::: Page extract
Optionally, the filter comprises at least one first generally flat frame, which is positioned against a first face of the filtering medium by being fixed to it.
Optionally, a contour of the first frame has one same shape as a contour of the filtering medium, a width and a length of the filtering medium being greater than a width and a length of the first frame.
Optionally, the first face is a lower face of the filtering medium when the dust filter is installed in the meter, the dust filter further comprising a magnet positioned on the first frame and arranged to attract metal dust particles.
Optionally, the filter comprises at least one first pressure sensor which is positioned on the first frame.
Optionally, the filter comprises a second generally flat frame, which is positioned against a second face of the filtering medium by being fixed to it, the dust filter further comprising at least one second pressure sensor which is positioned on the second frame.
Optionally, the filtering medium has a generally flat shape and has, when it is seen from above or below, a square or rectangular shape having rounded corners.
Optionally, the first frame is made of polyoxymethylene.
Optionally, the filtering medium is a polyester medium. The invention also relates to a single-tube gas meter comprising a measuring module arranged to measure a flow rate of a gas, as well as an inlet channel which extends upstream from the measuring module and an outlet channel which extends downstream from the measuring module, the inlet channel and the outlet channel passing through one same first plane, the meter further comprising a dust filter such as mentioned above, the dust filter being installed in the meter, such that the first plane coincides with the second plane.
Optionally, the first plane is a horizontal plane.
Optionally, the meter comprises a tank comprising a first chamber and a second chamber, the first chamber being an upper chamber and the second chamber being a lower chamber, when the meter is installed in a nominal position, the meter comprising in addition a connecting device comprising a gas inlet and a gas outlet, the gas inlet opening into the first chamber, the measuring module being located in the second chamber, the dust filter separating the first chamber and the second chamber.
Optionally, the meter comprises a fixing nozzle arranged to hold the dust filter in position, the meter comprising in addition a connecting conduit which fluidically connects the first chamber to the second chamber, the dust filter being installed such that the connecting conduit extends through the hole, the fixing nozzle being inserted into the connecting conduit and comprising at least one seal arranged to avoid the non-filtered gas passing from the first chamber to the second chamber through a path located between the fixing nozzle and the connecting conduit.
Optionally, the meter further comprises a gas mixing enclosure, the connecting conduit being an outlet conduit of the gas mixing enclosure.
Optionally, the measuring module comprises a measuring conduit wherein the gas circulates, the measuring conduit being positioned vertically when the meter is installed in its nominal position.
Optionally, the measuring module comprises a measuring conduit wherein the gas circulates, the meter comprising in addition an additional conduit, having a shape and dimensions similar to those of the measuring conduit, and being disposed parallel to the measuring conduit, the additional conduit being arranged such that a portion of the gas which circulates in the second chamber to the gas outlet, passes through the additional conduit, which makes it possible to reduce a flow rate of gas circulating in the measuring conduit.
Optionally, the measuring conduit and the additional conduit open into the gas mixing enclosure.
::::::
::: Listed entries
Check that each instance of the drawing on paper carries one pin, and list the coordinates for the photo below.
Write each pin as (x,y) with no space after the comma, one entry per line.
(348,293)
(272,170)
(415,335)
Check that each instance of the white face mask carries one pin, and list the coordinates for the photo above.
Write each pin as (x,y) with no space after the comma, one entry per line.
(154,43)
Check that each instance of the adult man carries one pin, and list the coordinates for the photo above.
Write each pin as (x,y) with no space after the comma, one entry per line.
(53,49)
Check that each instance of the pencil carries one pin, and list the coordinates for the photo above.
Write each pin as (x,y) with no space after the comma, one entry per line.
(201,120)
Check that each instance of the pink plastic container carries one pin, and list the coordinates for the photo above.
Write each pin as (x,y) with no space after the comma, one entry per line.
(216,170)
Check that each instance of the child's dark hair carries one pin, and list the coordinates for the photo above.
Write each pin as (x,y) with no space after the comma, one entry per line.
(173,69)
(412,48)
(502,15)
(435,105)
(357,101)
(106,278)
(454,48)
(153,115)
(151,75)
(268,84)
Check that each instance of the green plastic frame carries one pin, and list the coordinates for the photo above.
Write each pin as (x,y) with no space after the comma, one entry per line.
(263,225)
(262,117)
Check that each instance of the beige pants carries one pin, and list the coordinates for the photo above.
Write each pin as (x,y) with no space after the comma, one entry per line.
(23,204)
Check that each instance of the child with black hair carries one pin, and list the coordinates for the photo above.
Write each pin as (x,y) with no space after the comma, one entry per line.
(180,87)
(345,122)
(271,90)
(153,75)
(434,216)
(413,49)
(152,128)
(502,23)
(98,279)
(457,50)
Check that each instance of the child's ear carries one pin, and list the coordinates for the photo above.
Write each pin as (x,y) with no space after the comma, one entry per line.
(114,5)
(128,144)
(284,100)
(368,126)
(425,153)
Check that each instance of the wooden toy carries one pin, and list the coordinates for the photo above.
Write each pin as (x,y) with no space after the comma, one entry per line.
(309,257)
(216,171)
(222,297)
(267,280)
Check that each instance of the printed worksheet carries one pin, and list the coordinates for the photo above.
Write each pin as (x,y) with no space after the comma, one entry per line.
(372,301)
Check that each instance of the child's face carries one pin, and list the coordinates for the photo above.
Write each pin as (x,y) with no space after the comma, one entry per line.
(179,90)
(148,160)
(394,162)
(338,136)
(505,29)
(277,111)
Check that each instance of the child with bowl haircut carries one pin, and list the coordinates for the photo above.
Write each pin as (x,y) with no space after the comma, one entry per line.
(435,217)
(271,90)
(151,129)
::::::
::: Listed entries
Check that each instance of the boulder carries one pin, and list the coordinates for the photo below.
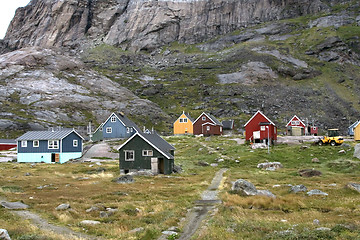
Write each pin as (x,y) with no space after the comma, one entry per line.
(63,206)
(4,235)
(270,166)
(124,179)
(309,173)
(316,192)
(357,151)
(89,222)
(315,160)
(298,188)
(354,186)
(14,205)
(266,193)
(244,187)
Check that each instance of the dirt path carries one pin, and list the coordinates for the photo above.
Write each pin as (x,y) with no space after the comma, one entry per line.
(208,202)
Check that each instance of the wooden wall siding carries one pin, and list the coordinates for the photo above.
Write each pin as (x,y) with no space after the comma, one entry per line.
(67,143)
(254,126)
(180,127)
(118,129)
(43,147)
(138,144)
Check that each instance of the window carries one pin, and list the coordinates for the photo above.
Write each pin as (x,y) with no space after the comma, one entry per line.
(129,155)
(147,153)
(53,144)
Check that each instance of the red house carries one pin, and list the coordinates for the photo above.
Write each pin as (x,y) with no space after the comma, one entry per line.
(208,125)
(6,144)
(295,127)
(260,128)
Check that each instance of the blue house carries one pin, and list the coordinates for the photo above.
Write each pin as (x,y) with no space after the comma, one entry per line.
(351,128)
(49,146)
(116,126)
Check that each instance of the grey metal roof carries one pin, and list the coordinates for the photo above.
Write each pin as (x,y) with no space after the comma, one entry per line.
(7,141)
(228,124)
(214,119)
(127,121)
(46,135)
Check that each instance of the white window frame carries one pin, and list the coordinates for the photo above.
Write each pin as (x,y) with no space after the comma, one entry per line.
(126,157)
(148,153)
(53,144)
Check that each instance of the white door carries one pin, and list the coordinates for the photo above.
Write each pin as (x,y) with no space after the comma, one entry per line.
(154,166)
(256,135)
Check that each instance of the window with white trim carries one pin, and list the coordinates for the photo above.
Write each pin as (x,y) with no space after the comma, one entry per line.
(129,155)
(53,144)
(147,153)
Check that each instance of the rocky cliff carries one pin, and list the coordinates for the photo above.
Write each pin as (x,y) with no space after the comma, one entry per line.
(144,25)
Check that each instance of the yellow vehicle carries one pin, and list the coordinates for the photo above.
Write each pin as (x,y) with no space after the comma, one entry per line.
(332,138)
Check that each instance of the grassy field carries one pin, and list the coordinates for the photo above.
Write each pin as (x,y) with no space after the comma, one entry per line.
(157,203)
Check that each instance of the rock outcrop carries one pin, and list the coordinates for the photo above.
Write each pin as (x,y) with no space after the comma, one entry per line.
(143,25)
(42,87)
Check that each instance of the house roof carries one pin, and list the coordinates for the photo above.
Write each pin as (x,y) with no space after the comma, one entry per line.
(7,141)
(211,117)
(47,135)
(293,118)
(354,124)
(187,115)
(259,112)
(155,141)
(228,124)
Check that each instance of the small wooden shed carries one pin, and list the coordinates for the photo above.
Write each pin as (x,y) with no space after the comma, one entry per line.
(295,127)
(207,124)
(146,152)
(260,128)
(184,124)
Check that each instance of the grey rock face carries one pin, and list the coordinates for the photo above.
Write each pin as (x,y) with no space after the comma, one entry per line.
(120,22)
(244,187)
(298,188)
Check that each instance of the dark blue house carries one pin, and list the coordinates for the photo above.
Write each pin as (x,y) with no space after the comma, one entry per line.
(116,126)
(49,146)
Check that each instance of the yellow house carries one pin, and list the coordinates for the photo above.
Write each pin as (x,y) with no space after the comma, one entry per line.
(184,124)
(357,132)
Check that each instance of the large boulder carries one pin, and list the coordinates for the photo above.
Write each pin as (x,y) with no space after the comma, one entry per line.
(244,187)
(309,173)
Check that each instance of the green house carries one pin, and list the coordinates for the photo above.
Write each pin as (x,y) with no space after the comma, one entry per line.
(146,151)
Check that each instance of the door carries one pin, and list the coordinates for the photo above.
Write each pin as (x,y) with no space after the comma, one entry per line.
::::::
» Exercise directions
Please update the dust filter passage starting with "Optionally, the filter comprises at least one first generally" and going on through "of the first frame." by putting "filtration medium" wherever "filtering medium" appears, and write out the revised passage.

» Exercise output
Optionally, the filter comprises at least one first generally flat frame, which is positioned against a first face of the filtration medium by being fixed to it.
Optionally, a contour of the first frame has one same shape as a contour of the filtration medium, a width and a length of the filtration medium being greater than a width and a length of the first frame.